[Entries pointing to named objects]
::::::::::

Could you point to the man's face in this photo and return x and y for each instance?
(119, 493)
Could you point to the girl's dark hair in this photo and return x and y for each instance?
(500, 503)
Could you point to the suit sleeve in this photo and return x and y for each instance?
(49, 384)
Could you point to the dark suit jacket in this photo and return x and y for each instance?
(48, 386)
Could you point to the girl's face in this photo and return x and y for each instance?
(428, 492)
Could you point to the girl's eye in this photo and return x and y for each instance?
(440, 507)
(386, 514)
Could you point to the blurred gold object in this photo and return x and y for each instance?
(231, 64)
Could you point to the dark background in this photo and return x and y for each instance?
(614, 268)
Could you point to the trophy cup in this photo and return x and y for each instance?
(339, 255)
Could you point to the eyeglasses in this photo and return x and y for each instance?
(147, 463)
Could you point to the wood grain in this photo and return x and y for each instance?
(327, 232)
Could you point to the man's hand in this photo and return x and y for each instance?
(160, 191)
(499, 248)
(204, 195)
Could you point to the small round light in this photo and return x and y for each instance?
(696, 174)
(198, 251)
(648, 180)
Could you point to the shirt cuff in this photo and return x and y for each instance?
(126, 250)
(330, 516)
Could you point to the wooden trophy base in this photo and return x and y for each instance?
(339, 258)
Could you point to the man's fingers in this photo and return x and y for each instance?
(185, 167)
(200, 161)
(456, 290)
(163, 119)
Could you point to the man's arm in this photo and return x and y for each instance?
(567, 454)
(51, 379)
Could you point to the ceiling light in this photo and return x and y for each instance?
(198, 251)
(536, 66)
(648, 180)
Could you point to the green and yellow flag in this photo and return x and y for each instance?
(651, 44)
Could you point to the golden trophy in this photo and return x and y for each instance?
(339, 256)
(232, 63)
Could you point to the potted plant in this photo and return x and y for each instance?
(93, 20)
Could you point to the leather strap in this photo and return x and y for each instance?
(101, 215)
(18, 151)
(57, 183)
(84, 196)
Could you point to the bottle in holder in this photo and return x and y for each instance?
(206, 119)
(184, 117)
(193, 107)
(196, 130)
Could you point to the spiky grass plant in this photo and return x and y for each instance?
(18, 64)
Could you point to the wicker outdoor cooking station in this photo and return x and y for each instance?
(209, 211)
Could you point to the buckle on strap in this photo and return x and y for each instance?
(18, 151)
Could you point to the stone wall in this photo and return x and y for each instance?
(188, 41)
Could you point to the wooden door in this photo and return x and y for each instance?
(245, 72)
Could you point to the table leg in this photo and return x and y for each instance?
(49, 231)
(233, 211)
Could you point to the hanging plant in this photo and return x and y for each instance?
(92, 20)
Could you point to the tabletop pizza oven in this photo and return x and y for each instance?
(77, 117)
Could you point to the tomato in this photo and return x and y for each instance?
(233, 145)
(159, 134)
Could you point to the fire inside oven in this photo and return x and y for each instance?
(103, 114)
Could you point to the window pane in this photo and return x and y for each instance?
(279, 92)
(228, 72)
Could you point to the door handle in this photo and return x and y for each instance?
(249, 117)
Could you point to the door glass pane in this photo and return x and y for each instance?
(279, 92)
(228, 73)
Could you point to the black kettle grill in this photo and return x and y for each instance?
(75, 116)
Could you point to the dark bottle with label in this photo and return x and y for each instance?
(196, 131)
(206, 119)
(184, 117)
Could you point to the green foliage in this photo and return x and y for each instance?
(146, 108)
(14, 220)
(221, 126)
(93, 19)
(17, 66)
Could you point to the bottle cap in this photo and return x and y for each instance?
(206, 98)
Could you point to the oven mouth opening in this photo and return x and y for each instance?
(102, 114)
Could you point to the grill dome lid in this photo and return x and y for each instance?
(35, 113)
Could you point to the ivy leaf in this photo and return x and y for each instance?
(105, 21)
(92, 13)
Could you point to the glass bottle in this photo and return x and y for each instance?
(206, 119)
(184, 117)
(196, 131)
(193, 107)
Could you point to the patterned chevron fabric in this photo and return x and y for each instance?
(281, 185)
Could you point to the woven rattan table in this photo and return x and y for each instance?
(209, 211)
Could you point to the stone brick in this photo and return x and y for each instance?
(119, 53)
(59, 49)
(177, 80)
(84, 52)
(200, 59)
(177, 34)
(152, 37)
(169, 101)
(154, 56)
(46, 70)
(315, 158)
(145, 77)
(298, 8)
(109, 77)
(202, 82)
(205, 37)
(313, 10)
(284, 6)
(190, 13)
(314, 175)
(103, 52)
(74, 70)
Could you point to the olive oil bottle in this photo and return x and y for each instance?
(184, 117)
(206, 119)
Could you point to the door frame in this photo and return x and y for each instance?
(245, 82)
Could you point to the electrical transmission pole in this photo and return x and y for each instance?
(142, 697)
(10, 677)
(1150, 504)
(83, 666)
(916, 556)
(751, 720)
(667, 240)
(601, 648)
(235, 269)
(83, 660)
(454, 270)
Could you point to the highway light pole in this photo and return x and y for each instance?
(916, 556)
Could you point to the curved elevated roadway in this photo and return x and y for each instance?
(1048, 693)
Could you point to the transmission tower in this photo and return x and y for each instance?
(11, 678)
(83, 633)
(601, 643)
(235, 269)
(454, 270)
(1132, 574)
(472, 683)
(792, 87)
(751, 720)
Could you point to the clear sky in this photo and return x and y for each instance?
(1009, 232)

::::::::::

» **Aim**
Return every row above word for word, keeping each line and its order unchanged.

» **Task response**
Could you point to the man's face in this photo and return x and y for each instance?
(119, 493)
Could you point to the girl's dark hair in this photo and return x and y for each instance?
(500, 503)
Could you point to the suit sleeve in this photo and return x and y for each instance?
(49, 384)
Could you point to the dark suit jacket in this photo and return x and y for each instance?
(48, 386)
Could you point to the girl's face in this photo and return x and y for each instance?
(428, 492)
Could you point to the girl's eye in this photo and return x and y for each instance?
(440, 507)
(386, 514)
Could you point to the blurred gold object in this photo and return x and y for each instance?
(231, 64)
Could you point to the dark background in this photo and return x and y for each instance?
(614, 268)
Could you point to the trophy cup in this photo and return x and y for each instance?
(339, 255)
Could you point to the eyeglasses in this photo and return x and y for each instance?
(147, 463)
Could you point to the wood grain in this photo and return x and y for each instance?
(327, 232)
Could you point to the man's hand in this photo and return x and y for each instance?
(160, 191)
(499, 248)
(204, 195)
Could you point to the small round light in this photo and return x and y for each instance?
(696, 174)
(198, 251)
(648, 180)
Could you point to the shirt cuff in this photo and return x and y for each instance?
(126, 250)
(330, 516)
Could you point to the wooden trophy base in this photo and return x and y for each instance?
(339, 258)
Could you point to the man's fingers in this photo and return x and y for each instance?
(185, 167)
(200, 161)
(456, 290)
(163, 119)
Could you point to the man's arm in this photo and return x and y for each instance?
(567, 454)
(51, 379)
Could you point to the ceiling light in this photo and return x and y for each instance?
(198, 251)
(536, 66)
(648, 180)
Could you point to the green and yellow flag in this photo and return x and y for each instance?
(651, 44)
Could you point to the golden trophy in this photo and return x and y for each instance?
(339, 256)
(232, 63)
Could you point to the potted plant in this photo and return x and y for each instance?
(93, 20)
Could you point to the leather strap in this photo and return x and y for each instance?
(101, 215)
(18, 151)
(57, 183)
(84, 196)
Could you point to the bottle in holder in this photo and return x and y for each instance?
(206, 119)
(184, 117)
(193, 107)
(196, 130)
Could you point to the spiky grass plant in this photo and return x and y for each instance?
(18, 64)
Could you point to the wicker outdoor cooking station in this photo and return x and y for each instance?
(209, 211)
Could you point to the buckle on strap in this photo and return x and y for each instance?
(18, 151)
Could you point to the stone wall in this photo and return x and y for each instance?
(188, 41)
Could you point to the wooden door in this photo and return x and y for each instance?
(245, 72)
Could you point to the table leg in this photo and return x and y for each instance?
(49, 231)
(233, 211)
Could you point to the hanging plant in this photo and return x and y for each instance?
(92, 20)
Could you point to the tabletop pizza oven in this photo and return x and y for each instance?
(77, 117)
Could you point to the tomato in this photo and return x and y for each instance?
(233, 145)
(159, 134)
Could you point to the fire inside oven in this photo and return x and y for each instance?
(103, 114)
Could you point to the window pane in this photo and return x and y for each instance?
(279, 92)
(228, 72)
Could you point to the door handle in this photo and return x and y for each instance?
(249, 117)
Could you point to the door glass pane in this photo and return x and y for each instance?
(279, 92)
(228, 73)
Could you point to the black kettle grill in this photo and return x and y for each instance?
(75, 116)
Could you point to the dark bottle with label in this photo and return x and y for each instance?
(196, 131)
(206, 119)
(184, 117)
Could you point to the green foliage in this photo and return x and y for each instance?
(146, 108)
(14, 220)
(221, 126)
(93, 19)
(17, 66)
Could you point to the bottle cap in this photo and return x and y for each instance?
(206, 98)
Could you point to the oven mouth opening in this photo and return x and y for each instance?
(102, 114)
Could you point to the grill dome lid in this photo and return x and y for each instance?
(35, 113)
Could you point to the ivy leaf in this photo and return x and y for each instance?
(105, 21)
(92, 13)
Could you point to the glass bottle in this photo and return x and y for each instance?
(206, 119)
(184, 117)
(196, 131)
(193, 107)
Could you point to the patterned chevron fabric in this photo and return x and y for each instance?
(281, 185)
Could you point to the woven rattan table in this photo and return x and y for each instance?
(209, 211)
Could you point to the stone brick in this photo and return x and y for each instance?
(119, 53)
(59, 49)
(177, 80)
(84, 52)
(200, 59)
(177, 34)
(152, 37)
(169, 101)
(154, 56)
(46, 70)
(315, 158)
(145, 77)
(298, 8)
(109, 77)
(202, 82)
(205, 37)
(313, 10)
(284, 6)
(190, 13)
(314, 175)
(103, 52)
(74, 70)
Could you point to the olive oil bottle in this photo and return x and y for each instance?
(184, 117)
(206, 119)
Could you point to the door frame in this photo and return x and y for each instance?
(245, 82)
Could you point to the electrical transmission pole in this photo and return x and y for each instance?
(142, 697)
(10, 677)
(1150, 504)
(83, 666)
(916, 556)
(751, 720)
(667, 240)
(601, 648)
(235, 269)
(83, 660)
(454, 270)
Could you point to the highway light pole in this photo and return x and y for each instance?
(916, 556)
Could you point to the curved elevated roadway in this photo and return x and y for each instance?
(1048, 693)
Could you point to the transmission tower in this photo and return x and y for each instance?
(11, 678)
(83, 633)
(601, 643)
(235, 269)
(454, 270)
(1132, 574)
(472, 683)
(792, 87)
(751, 720)
Could you point to the clear sky in this photo and return x and y for each instance?
(1009, 232)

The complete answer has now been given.